= RECORD SET =
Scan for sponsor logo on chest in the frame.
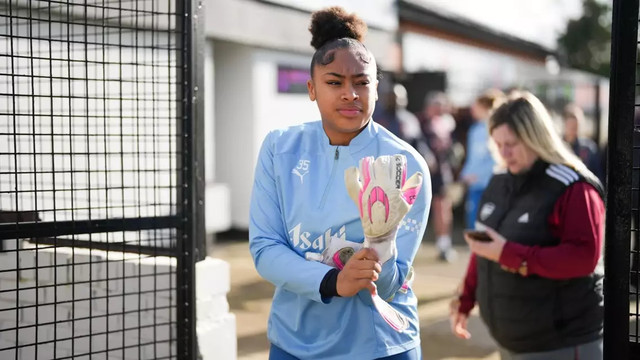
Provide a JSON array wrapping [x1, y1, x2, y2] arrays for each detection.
[[289, 223, 347, 251]]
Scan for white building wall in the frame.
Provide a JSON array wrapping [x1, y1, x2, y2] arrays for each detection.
[[214, 42, 320, 229]]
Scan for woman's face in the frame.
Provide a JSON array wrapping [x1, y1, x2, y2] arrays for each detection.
[[307, 48, 378, 145], [471, 101, 489, 121], [491, 124, 538, 174]]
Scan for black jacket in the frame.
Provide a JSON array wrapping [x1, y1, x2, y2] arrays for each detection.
[[476, 161, 603, 353]]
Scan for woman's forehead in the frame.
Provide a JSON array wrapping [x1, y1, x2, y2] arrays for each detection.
[[316, 47, 376, 76]]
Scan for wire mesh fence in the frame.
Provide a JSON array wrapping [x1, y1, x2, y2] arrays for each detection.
[[0, 0, 200, 359]]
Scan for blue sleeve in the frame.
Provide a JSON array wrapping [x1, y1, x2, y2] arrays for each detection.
[[460, 125, 474, 176], [249, 133, 331, 302], [376, 156, 431, 299]]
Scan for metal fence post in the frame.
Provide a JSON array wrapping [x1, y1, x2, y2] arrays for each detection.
[[604, 0, 638, 360]]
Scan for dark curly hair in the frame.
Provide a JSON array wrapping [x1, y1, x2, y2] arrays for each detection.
[[309, 6, 379, 76]]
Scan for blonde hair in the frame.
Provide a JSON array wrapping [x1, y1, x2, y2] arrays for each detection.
[[489, 91, 597, 181]]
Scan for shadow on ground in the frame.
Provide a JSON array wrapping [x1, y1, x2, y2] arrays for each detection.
[[420, 315, 496, 360], [238, 332, 270, 358]]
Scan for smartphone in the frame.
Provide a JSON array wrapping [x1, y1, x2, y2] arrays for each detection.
[[464, 230, 492, 242]]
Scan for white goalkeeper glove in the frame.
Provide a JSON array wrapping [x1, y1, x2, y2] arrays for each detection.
[[344, 154, 422, 264]]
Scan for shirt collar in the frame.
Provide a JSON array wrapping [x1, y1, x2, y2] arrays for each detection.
[[318, 120, 380, 154]]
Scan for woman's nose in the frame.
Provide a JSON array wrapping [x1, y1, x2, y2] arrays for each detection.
[[342, 85, 359, 101]]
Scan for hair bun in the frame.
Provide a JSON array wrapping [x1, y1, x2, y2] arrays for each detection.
[[309, 6, 367, 50]]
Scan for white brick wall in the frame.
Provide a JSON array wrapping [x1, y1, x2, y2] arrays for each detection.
[[0, 248, 237, 360]]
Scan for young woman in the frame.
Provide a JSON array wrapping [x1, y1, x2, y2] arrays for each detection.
[[451, 93, 604, 360], [249, 7, 431, 359], [460, 89, 504, 229]]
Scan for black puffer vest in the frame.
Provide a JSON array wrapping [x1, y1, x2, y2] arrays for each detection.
[[476, 161, 603, 353]]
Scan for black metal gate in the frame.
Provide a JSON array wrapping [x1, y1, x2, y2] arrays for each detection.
[[604, 0, 640, 359], [0, 0, 204, 359]]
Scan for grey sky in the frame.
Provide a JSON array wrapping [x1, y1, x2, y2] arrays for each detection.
[[420, 0, 582, 48]]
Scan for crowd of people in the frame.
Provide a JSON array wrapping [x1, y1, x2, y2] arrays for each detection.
[[249, 7, 604, 360]]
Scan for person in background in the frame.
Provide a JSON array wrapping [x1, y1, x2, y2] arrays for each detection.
[[418, 92, 457, 262], [460, 89, 504, 229], [562, 104, 604, 182], [249, 7, 431, 360], [451, 92, 604, 360]]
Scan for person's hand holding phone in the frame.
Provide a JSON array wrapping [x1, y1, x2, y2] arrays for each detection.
[[464, 227, 507, 262]]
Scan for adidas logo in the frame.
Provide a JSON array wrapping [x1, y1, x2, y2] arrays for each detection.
[[518, 213, 529, 224]]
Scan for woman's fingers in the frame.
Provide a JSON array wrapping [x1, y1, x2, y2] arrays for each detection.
[[452, 313, 471, 340]]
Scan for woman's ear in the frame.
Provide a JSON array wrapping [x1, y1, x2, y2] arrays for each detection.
[[307, 79, 316, 101], [375, 79, 380, 101]]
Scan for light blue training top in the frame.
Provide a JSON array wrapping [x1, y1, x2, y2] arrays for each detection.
[[249, 121, 431, 359], [460, 121, 496, 190]]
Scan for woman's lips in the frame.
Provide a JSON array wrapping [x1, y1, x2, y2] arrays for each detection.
[[338, 108, 361, 117]]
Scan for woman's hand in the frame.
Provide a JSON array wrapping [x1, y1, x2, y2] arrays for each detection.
[[464, 227, 507, 262], [336, 248, 382, 297]]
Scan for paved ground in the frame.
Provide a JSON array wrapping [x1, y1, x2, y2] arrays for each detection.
[[211, 241, 499, 360]]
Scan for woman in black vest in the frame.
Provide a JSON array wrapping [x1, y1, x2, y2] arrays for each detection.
[[451, 93, 604, 360]]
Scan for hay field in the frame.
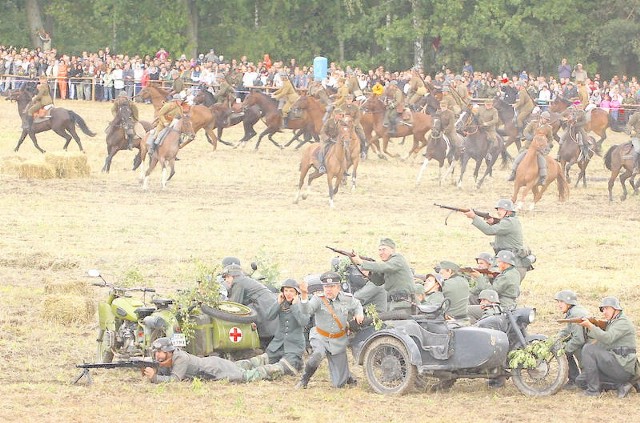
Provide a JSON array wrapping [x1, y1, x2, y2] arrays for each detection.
[[0, 99, 640, 422]]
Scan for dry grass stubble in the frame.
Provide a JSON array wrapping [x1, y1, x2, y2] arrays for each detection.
[[0, 97, 640, 422]]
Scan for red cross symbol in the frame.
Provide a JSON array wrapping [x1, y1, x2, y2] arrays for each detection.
[[229, 326, 242, 342]]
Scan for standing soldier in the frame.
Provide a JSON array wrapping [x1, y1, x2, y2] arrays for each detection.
[[513, 82, 535, 136], [382, 81, 404, 136], [576, 297, 638, 398], [554, 290, 589, 389], [273, 72, 300, 128], [22, 75, 53, 132], [508, 111, 553, 185], [352, 238, 415, 310], [296, 272, 364, 389]]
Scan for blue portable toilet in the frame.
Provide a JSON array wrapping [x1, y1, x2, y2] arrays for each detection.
[[313, 56, 327, 81]]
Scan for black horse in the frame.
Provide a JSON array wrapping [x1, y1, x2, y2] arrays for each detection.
[[7, 86, 96, 153]]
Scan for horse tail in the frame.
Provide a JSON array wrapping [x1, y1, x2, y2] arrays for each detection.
[[604, 145, 617, 170], [69, 110, 97, 137], [556, 162, 569, 201]]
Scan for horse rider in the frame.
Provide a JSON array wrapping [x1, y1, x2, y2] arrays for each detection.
[[382, 80, 404, 136], [111, 91, 139, 150], [437, 101, 463, 156], [22, 75, 53, 132], [513, 81, 535, 136], [508, 111, 553, 185], [477, 101, 500, 151], [147, 94, 184, 154], [273, 72, 300, 128], [342, 94, 367, 157], [557, 102, 589, 160], [627, 112, 640, 169], [407, 67, 427, 110]]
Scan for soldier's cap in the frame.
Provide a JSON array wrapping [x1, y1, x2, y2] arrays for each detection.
[[478, 289, 500, 304], [151, 337, 176, 352], [320, 272, 341, 286], [222, 263, 243, 277], [476, 253, 493, 263], [496, 250, 516, 266], [222, 256, 240, 267], [438, 260, 460, 272], [599, 297, 622, 311], [378, 238, 396, 250], [554, 289, 578, 305]]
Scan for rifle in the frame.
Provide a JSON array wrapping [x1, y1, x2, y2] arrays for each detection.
[[433, 203, 500, 225], [460, 267, 500, 278], [325, 245, 376, 261], [557, 317, 608, 330], [73, 360, 160, 385]]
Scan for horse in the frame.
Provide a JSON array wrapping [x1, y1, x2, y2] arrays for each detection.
[[7, 86, 96, 153], [193, 89, 260, 147], [284, 95, 326, 150], [456, 108, 505, 188], [102, 108, 153, 173], [360, 95, 433, 160], [511, 135, 569, 210], [294, 120, 352, 208], [604, 142, 640, 202], [558, 125, 596, 188], [549, 97, 624, 151], [140, 116, 195, 190], [416, 118, 460, 186]]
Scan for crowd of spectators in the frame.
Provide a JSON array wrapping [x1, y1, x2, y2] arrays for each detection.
[[0, 46, 640, 121]]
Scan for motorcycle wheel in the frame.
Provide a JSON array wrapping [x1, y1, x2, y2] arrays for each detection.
[[200, 301, 258, 323], [98, 329, 115, 363], [511, 346, 569, 397], [364, 336, 418, 395]]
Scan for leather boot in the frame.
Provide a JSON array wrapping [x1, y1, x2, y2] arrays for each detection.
[[296, 363, 318, 389]]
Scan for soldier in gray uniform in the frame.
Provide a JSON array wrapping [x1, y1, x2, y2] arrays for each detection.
[[465, 199, 530, 279], [222, 264, 278, 347], [438, 261, 469, 325], [267, 279, 309, 371], [296, 272, 364, 388], [576, 297, 638, 398], [554, 290, 590, 389], [352, 238, 415, 310], [143, 338, 286, 383]]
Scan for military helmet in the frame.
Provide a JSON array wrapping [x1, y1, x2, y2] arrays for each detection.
[[495, 198, 516, 211], [476, 253, 493, 263], [478, 289, 500, 304], [151, 337, 176, 352], [320, 272, 341, 286], [222, 256, 240, 267], [496, 250, 516, 266], [554, 289, 578, 305], [599, 297, 622, 311], [280, 279, 300, 294]]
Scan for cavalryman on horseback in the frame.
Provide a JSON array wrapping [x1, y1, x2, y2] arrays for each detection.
[[508, 111, 553, 185]]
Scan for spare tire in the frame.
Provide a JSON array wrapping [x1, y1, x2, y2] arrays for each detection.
[[200, 301, 258, 323]]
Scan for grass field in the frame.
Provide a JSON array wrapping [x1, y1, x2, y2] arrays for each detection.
[[0, 99, 640, 422]]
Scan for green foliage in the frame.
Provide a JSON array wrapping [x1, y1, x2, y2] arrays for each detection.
[[507, 337, 563, 369]]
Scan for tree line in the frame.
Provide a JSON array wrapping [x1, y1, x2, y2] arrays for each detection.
[[0, 0, 640, 77]]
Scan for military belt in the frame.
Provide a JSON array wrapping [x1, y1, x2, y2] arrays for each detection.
[[316, 326, 347, 339], [611, 347, 636, 357]]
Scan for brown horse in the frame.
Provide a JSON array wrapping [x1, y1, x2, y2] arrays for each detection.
[[511, 135, 569, 210], [604, 142, 640, 201], [558, 125, 597, 188], [294, 121, 352, 208], [140, 116, 195, 190], [360, 95, 433, 159], [7, 85, 96, 153], [284, 95, 326, 150]]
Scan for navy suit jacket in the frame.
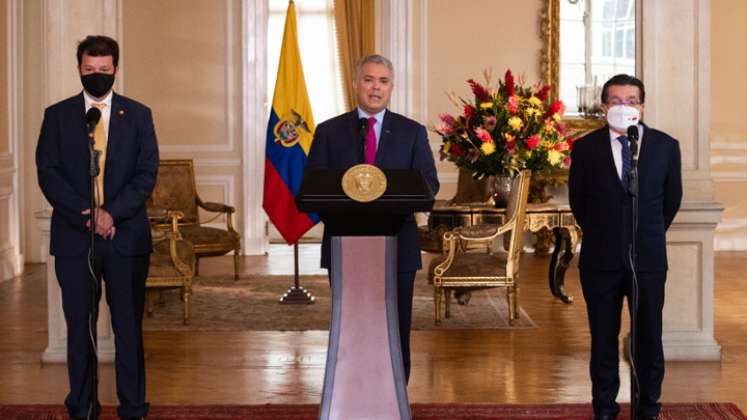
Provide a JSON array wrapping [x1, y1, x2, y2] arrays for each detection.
[[568, 126, 682, 271], [36, 92, 158, 256], [306, 110, 439, 271]]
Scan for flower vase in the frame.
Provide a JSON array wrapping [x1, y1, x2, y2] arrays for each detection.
[[489, 175, 513, 208]]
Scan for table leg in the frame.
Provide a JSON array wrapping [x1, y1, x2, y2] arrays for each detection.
[[550, 226, 578, 303]]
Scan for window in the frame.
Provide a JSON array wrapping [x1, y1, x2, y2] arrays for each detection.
[[558, 0, 636, 115], [267, 0, 346, 124]]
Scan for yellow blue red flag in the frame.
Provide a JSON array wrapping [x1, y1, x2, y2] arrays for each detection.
[[262, 1, 319, 244]]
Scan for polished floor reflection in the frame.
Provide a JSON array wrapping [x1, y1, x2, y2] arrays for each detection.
[[0, 245, 747, 411]]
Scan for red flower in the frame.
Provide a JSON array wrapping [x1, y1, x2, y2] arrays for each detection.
[[547, 99, 565, 117], [536, 85, 550, 102], [505, 70, 516, 96], [467, 79, 490, 102], [449, 144, 464, 157], [526, 134, 539, 150], [464, 105, 475, 122]]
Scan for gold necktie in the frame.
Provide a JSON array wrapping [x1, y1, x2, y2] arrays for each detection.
[[91, 103, 108, 206]]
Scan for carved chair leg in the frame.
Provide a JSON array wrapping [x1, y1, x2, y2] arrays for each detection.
[[145, 290, 153, 318], [506, 286, 519, 325], [182, 283, 192, 325], [233, 248, 241, 280], [433, 286, 442, 325]]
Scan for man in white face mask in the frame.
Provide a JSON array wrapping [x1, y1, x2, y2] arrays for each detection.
[[568, 74, 682, 419]]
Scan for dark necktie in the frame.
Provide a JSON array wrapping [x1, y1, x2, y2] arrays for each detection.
[[617, 136, 632, 188], [366, 117, 376, 165]]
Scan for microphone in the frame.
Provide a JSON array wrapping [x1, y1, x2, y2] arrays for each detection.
[[86, 106, 101, 137], [628, 125, 638, 162], [358, 118, 368, 163]]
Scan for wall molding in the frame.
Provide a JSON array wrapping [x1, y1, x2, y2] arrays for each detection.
[[5, 0, 23, 275], [159, 0, 237, 153], [713, 218, 747, 251], [241, 0, 268, 255], [711, 139, 747, 151], [192, 159, 241, 168]]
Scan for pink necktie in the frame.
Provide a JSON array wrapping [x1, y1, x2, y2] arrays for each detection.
[[366, 117, 376, 165]]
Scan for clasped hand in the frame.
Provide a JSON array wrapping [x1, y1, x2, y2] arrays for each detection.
[[81, 208, 117, 239]]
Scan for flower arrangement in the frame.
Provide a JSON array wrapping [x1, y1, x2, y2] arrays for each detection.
[[436, 70, 573, 179]]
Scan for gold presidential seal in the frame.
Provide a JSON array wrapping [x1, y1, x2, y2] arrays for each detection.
[[342, 163, 386, 203]]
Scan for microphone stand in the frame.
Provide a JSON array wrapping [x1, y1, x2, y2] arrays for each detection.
[[628, 137, 640, 420], [88, 130, 101, 420]]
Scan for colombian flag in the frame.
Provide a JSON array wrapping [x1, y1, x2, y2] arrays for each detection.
[[262, 0, 319, 244]]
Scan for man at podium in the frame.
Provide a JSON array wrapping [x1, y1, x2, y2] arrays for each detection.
[[307, 54, 439, 380]]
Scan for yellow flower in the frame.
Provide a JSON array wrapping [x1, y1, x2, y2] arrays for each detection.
[[547, 150, 563, 166], [508, 117, 524, 131], [480, 141, 495, 156], [527, 108, 542, 117], [529, 96, 542, 108]]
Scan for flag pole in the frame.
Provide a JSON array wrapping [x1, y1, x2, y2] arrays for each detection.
[[280, 241, 316, 305]]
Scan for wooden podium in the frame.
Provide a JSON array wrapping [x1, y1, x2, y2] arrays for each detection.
[[296, 169, 433, 420]]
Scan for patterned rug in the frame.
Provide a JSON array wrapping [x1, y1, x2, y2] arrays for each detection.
[[0, 403, 747, 420], [143, 276, 536, 331]]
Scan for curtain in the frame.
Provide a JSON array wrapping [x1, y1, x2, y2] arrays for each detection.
[[334, 0, 375, 109]]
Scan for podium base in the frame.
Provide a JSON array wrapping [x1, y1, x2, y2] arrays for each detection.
[[280, 286, 316, 305]]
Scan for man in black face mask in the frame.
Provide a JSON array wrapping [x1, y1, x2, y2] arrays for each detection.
[[36, 36, 158, 419]]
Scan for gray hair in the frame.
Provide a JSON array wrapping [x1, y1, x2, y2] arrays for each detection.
[[353, 54, 394, 80]]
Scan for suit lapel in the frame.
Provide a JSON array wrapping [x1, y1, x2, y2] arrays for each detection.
[[598, 125, 625, 189], [106, 93, 127, 163], [374, 109, 394, 168], [65, 92, 88, 155], [348, 108, 365, 166], [638, 124, 656, 179]]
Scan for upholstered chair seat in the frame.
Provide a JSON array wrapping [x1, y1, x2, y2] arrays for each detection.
[[148, 159, 241, 279], [428, 170, 531, 324], [145, 211, 197, 324]]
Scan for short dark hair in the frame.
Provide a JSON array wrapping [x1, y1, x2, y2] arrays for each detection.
[[602, 74, 646, 104], [77, 35, 119, 67]]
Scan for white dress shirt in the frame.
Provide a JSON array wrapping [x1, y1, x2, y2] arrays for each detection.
[[358, 108, 386, 150], [83, 90, 114, 140], [610, 124, 643, 180]]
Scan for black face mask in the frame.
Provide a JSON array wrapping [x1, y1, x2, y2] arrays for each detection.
[[80, 73, 114, 98]]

= SHORT TASK =
Reproduce the entries word for word from the very beginning through the line containing "[[464, 230, 492, 242]]", including that line. Leave out the pictures.

= RESPONSE =
Scan for sponsor logo on chest in the frame.
Provide a JSON array wrapping [x1, y1, x2, y2] arrays for each detection.
[[289, 223, 347, 251]]
Scan for white building wall in the frame.
Provide a JSON array wrapping [x1, y1, x2, y2] arrays for each detection.
[[214, 42, 320, 229]]
Scan for woman's face in the frame.
Provide a JSON array wrapping [x1, y1, x2, y2] arrays for each detection.
[[307, 48, 378, 145], [471, 101, 489, 121], [491, 124, 538, 174]]
Scan for black jacket in the frame.
Provide a JSON array wrapping [x1, y1, x2, y2] arrays for each detection.
[[476, 161, 603, 353]]
Scan for woman's forehead in the frame.
Provide a JSON array wrapping [x1, y1, x2, y2] arrays for each detection.
[[316, 47, 376, 76]]
Scan for wire mesh fence in the frame.
Provide a JSON array wrapping [x1, y1, x2, y2] arrays for each detection.
[[0, 0, 200, 359]]
Scan for blue sleeve in the frame.
Provide a JSON array wrapping [x1, y1, x2, y2] arrays for each detection.
[[460, 125, 474, 176], [249, 133, 331, 302], [376, 156, 431, 299]]
Scan for metal fence post in the frame.
Provide a JSON array wrapping [x1, y1, x2, y2] arrays for each detection.
[[604, 0, 638, 360]]
Scan for dark curly hair in the frame.
Provide a JSON array wrapping [x1, y1, x2, y2] arrays for each detection.
[[309, 6, 379, 76]]
Scan for blonde hair in the frame.
Provide a JSON array wrapping [x1, y1, x2, y2] arrays for each detection.
[[489, 91, 597, 181]]
Scan for shadow on ground in the frame.
Provide a JSON array wrapping [x1, y1, x2, y2] arrays for each detection.
[[420, 315, 496, 360], [238, 332, 270, 358]]
Scan for smartphone in the frame.
Provide a JSON array wrapping [x1, y1, x2, y2] arrays for each detection.
[[464, 230, 492, 242]]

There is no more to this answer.